THE DATA
BEGIN
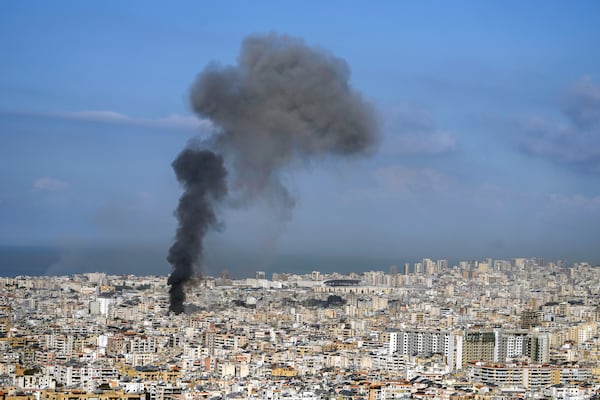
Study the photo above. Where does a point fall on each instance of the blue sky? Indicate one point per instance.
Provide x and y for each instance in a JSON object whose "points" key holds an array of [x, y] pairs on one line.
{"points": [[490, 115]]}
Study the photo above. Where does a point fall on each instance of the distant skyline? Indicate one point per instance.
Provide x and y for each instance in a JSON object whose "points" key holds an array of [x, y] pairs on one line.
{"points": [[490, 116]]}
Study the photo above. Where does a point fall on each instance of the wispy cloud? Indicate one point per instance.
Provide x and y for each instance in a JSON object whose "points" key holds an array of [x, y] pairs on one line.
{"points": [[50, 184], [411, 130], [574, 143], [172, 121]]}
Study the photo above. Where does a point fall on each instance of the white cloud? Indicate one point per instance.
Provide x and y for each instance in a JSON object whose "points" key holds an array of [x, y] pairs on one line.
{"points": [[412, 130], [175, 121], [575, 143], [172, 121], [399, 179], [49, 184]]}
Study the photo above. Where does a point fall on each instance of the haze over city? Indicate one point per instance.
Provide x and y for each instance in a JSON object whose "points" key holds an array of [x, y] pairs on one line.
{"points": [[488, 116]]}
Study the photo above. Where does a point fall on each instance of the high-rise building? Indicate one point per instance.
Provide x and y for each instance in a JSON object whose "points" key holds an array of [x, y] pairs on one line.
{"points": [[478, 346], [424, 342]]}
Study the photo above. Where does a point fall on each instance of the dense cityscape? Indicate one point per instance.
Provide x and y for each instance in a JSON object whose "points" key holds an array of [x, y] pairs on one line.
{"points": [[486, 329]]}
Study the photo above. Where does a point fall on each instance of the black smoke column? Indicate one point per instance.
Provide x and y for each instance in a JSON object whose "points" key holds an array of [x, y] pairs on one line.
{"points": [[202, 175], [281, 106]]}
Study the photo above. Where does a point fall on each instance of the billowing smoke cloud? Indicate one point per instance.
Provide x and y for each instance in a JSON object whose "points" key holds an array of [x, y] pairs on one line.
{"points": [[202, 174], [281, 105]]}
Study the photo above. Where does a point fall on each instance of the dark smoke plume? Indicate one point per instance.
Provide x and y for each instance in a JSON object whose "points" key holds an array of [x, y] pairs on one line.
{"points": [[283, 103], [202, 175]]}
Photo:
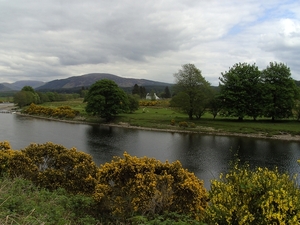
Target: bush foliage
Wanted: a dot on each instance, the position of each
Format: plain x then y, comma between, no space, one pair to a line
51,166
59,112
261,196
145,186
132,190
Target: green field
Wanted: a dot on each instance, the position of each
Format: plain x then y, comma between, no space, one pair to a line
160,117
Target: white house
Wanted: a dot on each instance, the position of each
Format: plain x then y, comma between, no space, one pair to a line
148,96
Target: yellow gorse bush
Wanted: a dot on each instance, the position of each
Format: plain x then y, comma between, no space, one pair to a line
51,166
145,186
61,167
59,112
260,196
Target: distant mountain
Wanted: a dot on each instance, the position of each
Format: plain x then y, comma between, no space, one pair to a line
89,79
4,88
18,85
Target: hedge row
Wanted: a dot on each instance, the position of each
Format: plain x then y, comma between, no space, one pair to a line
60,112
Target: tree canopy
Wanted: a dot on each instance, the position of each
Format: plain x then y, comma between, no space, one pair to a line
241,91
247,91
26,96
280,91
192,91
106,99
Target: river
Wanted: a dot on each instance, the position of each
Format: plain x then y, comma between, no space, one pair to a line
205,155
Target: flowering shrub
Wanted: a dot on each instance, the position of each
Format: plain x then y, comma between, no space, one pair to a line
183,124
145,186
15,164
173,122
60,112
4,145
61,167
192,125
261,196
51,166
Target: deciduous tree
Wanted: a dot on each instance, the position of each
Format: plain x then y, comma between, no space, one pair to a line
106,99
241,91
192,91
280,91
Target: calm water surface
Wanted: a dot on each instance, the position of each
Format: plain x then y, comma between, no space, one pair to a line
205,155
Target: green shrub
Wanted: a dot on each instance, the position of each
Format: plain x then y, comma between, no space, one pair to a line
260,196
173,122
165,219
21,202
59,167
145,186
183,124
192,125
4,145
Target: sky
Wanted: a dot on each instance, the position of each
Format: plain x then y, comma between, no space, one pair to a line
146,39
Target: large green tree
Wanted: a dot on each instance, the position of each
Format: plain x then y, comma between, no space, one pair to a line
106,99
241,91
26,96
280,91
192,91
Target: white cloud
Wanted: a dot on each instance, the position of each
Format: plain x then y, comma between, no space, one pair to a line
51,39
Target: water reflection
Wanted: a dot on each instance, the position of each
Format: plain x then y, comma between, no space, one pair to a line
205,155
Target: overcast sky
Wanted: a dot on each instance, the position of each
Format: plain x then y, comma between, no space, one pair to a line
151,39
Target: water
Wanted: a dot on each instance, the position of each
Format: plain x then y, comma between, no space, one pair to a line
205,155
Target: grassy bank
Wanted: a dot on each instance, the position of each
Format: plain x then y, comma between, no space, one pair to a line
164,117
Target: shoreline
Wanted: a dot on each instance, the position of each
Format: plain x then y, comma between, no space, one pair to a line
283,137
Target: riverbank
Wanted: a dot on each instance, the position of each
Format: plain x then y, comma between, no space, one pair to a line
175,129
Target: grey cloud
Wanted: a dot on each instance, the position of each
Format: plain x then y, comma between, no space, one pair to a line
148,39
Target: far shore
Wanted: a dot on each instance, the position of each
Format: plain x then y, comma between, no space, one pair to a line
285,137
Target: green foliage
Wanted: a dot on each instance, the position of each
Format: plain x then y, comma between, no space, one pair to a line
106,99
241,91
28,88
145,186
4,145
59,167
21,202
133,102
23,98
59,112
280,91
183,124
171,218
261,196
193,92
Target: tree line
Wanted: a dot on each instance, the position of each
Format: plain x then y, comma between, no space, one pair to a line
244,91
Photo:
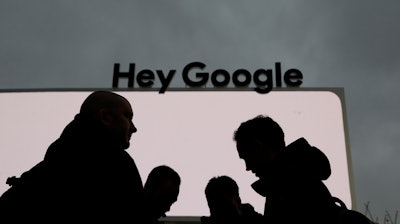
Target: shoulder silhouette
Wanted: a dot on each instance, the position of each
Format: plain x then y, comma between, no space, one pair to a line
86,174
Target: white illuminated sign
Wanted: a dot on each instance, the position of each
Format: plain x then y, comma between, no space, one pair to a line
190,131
END
All lines of the records above that carry the word "water" should be listed.

Target: calm water surface
Target: water reflection
Target: water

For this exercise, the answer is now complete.